▶ EXERCISE 1: Please revise the droid build post from "Today I finally" up to and including "ankles were done.", with "sand paper" changed to "sandpaper".
▶ EXERCISE 2: According to the droid build post, why was Evercoat glazing putty applied to the curved ankle pieces?
▶ EXERCISE 3: Pick up the droid build post where it ends and keep writing it.

Saturday, October 04, 2008

Evercoat for Curved Ankles, Left Horseshoe

Today I finally returned to working on droid #2.

First, it was time to fix up the curved ankle pieces that I somewhat butchered when I was trimming them with the router. I applied Evercoat glazing putty wherever the surface was messed up.

I also applied Evercoat to the edge of the left horseshoe, and later, to the front of the horseshoe, where the four dowels are visible.

Several pieces of sand paper later, the curved ankles were done.

I sanded down the straight edges of the horseshoe, before going after the curved part. I should have masked the dowels to avoid getting Evercoat on them, but it came off pretty easily. Still, lesson learned for the right horseshoe.

Done with these for now. Some primer and paint, and they should be looking good!

Tomorrow I hope to get to the right horseshoe, and maybe start on the sides of the legs.


DarthMoose74 said...

I wouldn't mind seeing some more pictures of how and what you sanded the horseshoes with. Especially the curved area as to not get any flat spots or beveled angles. :)

▶ ENTRIES SUPPLIED:
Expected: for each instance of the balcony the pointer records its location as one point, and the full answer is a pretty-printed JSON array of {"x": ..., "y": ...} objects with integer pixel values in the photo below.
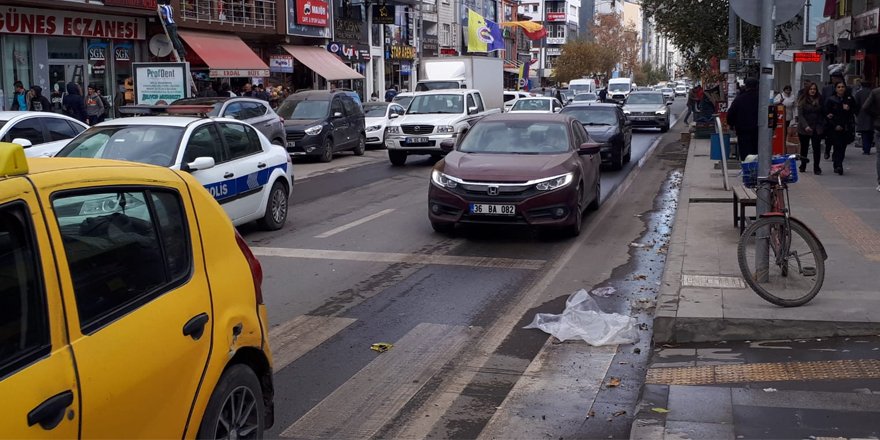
[{"x": 259, "y": 14}]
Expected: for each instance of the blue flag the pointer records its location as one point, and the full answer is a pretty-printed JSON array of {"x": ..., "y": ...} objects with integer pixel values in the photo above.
[{"x": 497, "y": 41}]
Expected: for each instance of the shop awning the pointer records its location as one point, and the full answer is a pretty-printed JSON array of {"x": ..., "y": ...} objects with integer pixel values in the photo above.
[
  {"x": 225, "y": 54},
  {"x": 322, "y": 62}
]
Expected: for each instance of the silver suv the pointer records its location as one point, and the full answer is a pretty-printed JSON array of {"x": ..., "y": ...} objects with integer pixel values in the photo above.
[{"x": 647, "y": 109}]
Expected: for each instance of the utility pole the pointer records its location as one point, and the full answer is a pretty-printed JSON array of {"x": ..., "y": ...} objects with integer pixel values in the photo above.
[{"x": 768, "y": 18}]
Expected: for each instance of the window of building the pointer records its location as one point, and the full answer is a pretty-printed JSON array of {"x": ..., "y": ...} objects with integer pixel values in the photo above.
[
  {"x": 25, "y": 335},
  {"x": 124, "y": 249}
]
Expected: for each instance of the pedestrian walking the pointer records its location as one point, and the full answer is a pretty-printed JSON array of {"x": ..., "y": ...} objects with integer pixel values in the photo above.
[
  {"x": 37, "y": 102},
  {"x": 743, "y": 116},
  {"x": 73, "y": 103},
  {"x": 840, "y": 127},
  {"x": 864, "y": 121},
  {"x": 19, "y": 97},
  {"x": 811, "y": 126},
  {"x": 872, "y": 107},
  {"x": 789, "y": 101},
  {"x": 94, "y": 106}
]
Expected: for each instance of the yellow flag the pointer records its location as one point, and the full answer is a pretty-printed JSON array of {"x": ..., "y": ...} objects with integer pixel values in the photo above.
[{"x": 476, "y": 28}]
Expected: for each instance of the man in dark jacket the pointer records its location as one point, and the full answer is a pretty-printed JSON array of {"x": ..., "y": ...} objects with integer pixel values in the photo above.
[
  {"x": 38, "y": 102},
  {"x": 74, "y": 104},
  {"x": 743, "y": 117}
]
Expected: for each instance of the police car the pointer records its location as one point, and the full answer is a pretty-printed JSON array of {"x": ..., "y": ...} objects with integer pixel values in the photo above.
[{"x": 251, "y": 178}]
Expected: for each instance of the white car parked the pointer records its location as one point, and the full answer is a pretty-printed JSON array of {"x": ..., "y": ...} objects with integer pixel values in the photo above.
[
  {"x": 249, "y": 176},
  {"x": 40, "y": 133},
  {"x": 538, "y": 104},
  {"x": 377, "y": 115}
]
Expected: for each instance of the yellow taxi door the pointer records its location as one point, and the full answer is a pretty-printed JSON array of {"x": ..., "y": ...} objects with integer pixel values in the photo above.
[
  {"x": 135, "y": 286},
  {"x": 40, "y": 397}
]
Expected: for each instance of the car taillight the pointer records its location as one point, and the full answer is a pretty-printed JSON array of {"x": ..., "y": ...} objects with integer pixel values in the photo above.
[{"x": 256, "y": 268}]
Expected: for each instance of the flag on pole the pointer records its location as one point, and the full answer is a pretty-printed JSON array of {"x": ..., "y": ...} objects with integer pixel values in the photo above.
[{"x": 476, "y": 28}]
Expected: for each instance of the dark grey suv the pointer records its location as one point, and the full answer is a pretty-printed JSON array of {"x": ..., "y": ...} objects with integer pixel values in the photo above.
[{"x": 319, "y": 123}]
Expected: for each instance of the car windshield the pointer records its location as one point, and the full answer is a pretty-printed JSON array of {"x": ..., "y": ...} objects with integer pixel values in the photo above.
[
  {"x": 303, "y": 109},
  {"x": 402, "y": 100},
  {"x": 592, "y": 115},
  {"x": 532, "y": 105},
  {"x": 516, "y": 137},
  {"x": 436, "y": 104},
  {"x": 645, "y": 98},
  {"x": 152, "y": 144},
  {"x": 375, "y": 111},
  {"x": 585, "y": 97}
]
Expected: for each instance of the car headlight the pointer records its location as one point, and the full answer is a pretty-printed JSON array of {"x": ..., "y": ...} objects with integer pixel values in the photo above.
[
  {"x": 444, "y": 180},
  {"x": 554, "y": 182}
]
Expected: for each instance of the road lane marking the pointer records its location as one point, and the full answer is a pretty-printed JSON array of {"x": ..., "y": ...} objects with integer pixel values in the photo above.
[
  {"x": 394, "y": 257},
  {"x": 537, "y": 404},
  {"x": 294, "y": 338},
  {"x": 374, "y": 396},
  {"x": 355, "y": 223}
]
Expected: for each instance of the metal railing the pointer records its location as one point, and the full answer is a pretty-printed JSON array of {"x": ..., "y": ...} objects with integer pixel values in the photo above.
[{"x": 251, "y": 13}]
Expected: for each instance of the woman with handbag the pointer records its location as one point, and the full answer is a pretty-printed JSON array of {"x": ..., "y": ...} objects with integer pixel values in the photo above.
[
  {"x": 811, "y": 126},
  {"x": 840, "y": 109}
]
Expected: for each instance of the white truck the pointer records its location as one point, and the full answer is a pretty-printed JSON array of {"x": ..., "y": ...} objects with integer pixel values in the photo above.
[
  {"x": 432, "y": 117},
  {"x": 466, "y": 72}
]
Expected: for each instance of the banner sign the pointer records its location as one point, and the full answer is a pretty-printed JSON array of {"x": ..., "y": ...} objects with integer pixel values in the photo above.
[
  {"x": 160, "y": 83},
  {"x": 312, "y": 12}
]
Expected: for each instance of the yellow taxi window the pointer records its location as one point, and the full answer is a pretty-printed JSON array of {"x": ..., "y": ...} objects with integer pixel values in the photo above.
[
  {"x": 24, "y": 327},
  {"x": 123, "y": 249}
]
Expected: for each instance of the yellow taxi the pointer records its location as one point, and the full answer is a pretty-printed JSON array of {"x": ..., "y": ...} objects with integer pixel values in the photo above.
[{"x": 129, "y": 306}]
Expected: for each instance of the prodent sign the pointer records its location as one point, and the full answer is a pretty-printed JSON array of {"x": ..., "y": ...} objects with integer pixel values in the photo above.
[
  {"x": 15, "y": 20},
  {"x": 159, "y": 83}
]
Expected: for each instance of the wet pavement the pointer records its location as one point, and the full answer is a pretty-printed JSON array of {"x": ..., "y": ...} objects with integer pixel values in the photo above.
[{"x": 805, "y": 388}]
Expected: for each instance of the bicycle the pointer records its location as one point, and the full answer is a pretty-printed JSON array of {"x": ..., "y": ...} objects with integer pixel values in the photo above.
[{"x": 796, "y": 258}]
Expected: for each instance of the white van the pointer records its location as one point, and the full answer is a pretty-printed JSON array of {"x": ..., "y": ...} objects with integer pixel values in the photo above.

▶ RIGHT ANSWER 1:
Today I finally returned to working on droid #2.

First, it was time to fix up the curved ankle pieces that I somewhat butchered when I was trimming them with the router. I applied Evercoat glazing putty wherever the surface was messed up.

I also applied Evercoat to the edge of the left horseshoe, and later, to the front of the horseshoe, where the four dowels are visible.

Several pieces of sandpaper later, the curved ankles were done.

▶ RIGHT ANSWER 2: The curved ankle pieces had been somewhat butchered when they were trimmed with the router. The putty went on wherever the surface was messed up.

▶ RIGHT ANSWER 3:
Also on your dowels do you sand then flush or do u leave a slight build up with a tappered edge?

You probably had it in another post but where did you get your evercoat and which type are you using?

Matthew H said...

A tip on the dowel holes is to bevel the endge of the hole before you apply bondo. The goal is to elliminate the sharp edge. Also, it is real important to fether that area when you do your final primer otherwise you will see the dowel hole no matter what.

Victor Franco said...

Hi Moose,

I start with 100 grit sand paper to take the high spots down, followed by 220 grit, and finish with 400 grit. I always sand with the sand paper wrapped around a flat stick, to be sure I don't put any curves on the corners. I learned that lesson the hard way on droid #1, when I used a rubber sanding block on some areas.

For the curve at the top of the horseshoe and legs, you are right, it requires care to avoid sanding a flat spot into the curve. I try to get an even curve by keeping an eye on how much Evercoat is left. Usually one area of MDF is higher than the others, so if I start to see through the Evercoat along that area of the curve, I know to stop in that area and move further on down the curve until it looks the same. Not sure if that made much sense...

Regarding the dowels, Matthew replied in the comment area too, but my plan was to blob some Evercoat over each dowel and sand everything as flat as possible, and see what happens. Based on what Matthew wrote in his comment, I'm not sure this will work well. If not, I will have to make sure I understand what he recommended and probably give it a try.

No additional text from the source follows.